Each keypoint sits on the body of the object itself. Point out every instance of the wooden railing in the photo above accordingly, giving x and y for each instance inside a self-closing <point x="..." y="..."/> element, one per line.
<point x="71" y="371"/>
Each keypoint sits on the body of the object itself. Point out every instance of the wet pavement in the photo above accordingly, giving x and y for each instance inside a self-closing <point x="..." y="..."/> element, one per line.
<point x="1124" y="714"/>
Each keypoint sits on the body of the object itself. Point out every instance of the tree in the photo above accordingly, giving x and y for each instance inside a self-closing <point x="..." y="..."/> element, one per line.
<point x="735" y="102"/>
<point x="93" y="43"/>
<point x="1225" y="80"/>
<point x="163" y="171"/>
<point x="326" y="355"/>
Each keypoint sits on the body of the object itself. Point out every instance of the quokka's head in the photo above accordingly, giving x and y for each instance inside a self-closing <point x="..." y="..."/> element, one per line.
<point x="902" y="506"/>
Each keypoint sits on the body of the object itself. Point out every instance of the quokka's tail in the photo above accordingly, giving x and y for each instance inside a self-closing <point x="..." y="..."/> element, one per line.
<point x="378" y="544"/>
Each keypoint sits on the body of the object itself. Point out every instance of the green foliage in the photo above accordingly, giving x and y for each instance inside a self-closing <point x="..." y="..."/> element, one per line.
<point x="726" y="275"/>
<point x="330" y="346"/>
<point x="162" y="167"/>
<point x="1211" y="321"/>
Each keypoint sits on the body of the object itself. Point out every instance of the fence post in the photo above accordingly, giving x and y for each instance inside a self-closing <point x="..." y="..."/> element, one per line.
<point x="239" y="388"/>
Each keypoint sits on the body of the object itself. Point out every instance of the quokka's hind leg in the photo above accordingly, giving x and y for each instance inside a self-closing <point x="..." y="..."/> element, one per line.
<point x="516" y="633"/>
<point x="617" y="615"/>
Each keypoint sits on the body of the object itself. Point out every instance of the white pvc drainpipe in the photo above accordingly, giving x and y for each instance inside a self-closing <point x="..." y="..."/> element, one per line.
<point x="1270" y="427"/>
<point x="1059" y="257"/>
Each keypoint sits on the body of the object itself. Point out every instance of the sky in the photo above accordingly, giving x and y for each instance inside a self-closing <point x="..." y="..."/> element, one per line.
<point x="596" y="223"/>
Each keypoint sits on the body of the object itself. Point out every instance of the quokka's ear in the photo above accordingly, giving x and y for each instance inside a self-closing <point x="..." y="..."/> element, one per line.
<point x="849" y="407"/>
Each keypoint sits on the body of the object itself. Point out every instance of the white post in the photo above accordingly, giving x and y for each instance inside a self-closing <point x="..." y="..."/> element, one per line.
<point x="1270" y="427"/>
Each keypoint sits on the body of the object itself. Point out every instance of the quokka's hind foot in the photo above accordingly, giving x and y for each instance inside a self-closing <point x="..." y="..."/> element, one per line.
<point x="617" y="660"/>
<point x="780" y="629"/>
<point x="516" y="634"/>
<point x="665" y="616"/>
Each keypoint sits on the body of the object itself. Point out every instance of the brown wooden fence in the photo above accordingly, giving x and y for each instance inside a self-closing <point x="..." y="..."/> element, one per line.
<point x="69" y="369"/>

──────────

▶ **Exercise task**
Each entry above is to be quoted exactly.

▶ **Exercise result**
Each keypoint sits on the body of the object itself. Point out every instance of the wooden railing in the photo above accordingly, giving x and y for each instance inside a self-closing <point x="..." y="..."/> element, one per line.
<point x="71" y="371"/>
Each keypoint sits on the body of the object itself. Point out every instance of the wet pavement in the photo above accordingly, giving x and y for each instance inside a self-closing <point x="..." y="..."/> element, one per line.
<point x="1124" y="714"/>
Each keypoint sits on the body of the object itself. Point out every instance of the tree in the photo above accordingly, giving x and y for each instance inside a self-closing <point x="..." y="..."/> element, one per line.
<point x="735" y="102"/>
<point x="93" y="43"/>
<point x="1225" y="80"/>
<point x="163" y="171"/>
<point x="326" y="355"/>
Each keypoint sits on the body of the object itself. Point out every instance of the quokka's head in the photo above accordingly, giving x and y for each instance inside a self-closing <point x="..." y="..."/> element, one per line.
<point x="902" y="506"/>
Each keypoint sits on the body of the object itself. Point out every instance of the quokka's tail in the photo above accordingly, giving x and y for each instance inside a self-closing <point x="..." y="..."/> element, one per line.
<point x="378" y="544"/>
Each keypoint sits on the body of the object itself. Point out every instance of the green foliage in the photo above accordingly, giving x and y for each instance inside a self-closing <point x="..." y="..."/> element, one per line.
<point x="726" y="275"/>
<point x="330" y="346"/>
<point x="162" y="167"/>
<point x="1211" y="321"/>
Each keypoint sits on the body of the object itself. Point out every instance of the fence post in the photo above accordingly, giving x and y for each instance inside a self-closing <point x="..." y="..."/> element, one per line.
<point x="239" y="388"/>
Each keypoint sits on the body of the object itself. Point out every instance of the quokka's hind leg in the photo above accordingly, giving x and y for each instance inside a self-closing <point x="..." y="..."/> element, one per line.
<point x="516" y="633"/>
<point x="617" y="615"/>
Each keypoint sits on the body of the object itself. Point out every instance of the white pvc drainpipe in the photo above accordingly, giving x and y for each instance inside a self-closing <point x="..." y="..."/> element, one per line.
<point x="1270" y="427"/>
<point x="1059" y="257"/>
Each keypoint sits on the body of the object itself. Point out every instance of the sky in the photo above accordingly, giving x and y for each instance inside a self-closing <point x="..." y="..."/> element, one per line.
<point x="596" y="223"/>
Each keypoint sits on the body of the object itself. Point out every instance of the quokka's ear in the photo above accordingly, giving x and y for each instance inside a self-closing <point x="..." y="..."/> element, one per line.
<point x="849" y="407"/>
Each keypoint sits on the body of the object itself. Point out every instance of the white post in the photo above accordingly, giving x and y for each instance inside a self-closing <point x="..." y="..."/> element, one per line.
<point x="1270" y="427"/>
Each keypoint sits on the body of the object itself. Point out every instance of the quokka's hind foot in the photo above accordingly, giving x and y for each instance inside a self-closing <point x="..." y="..."/> element, one per line.
<point x="617" y="660"/>
<point x="780" y="629"/>
<point x="516" y="634"/>
<point x="665" y="616"/>
Each keypoint sits on the body of the object itself. Point out every instance of the brown wooden fence in the photo above accordingly, giving x and y for each instance inside a self-closing <point x="..." y="..."/> element, one per line.
<point x="69" y="369"/>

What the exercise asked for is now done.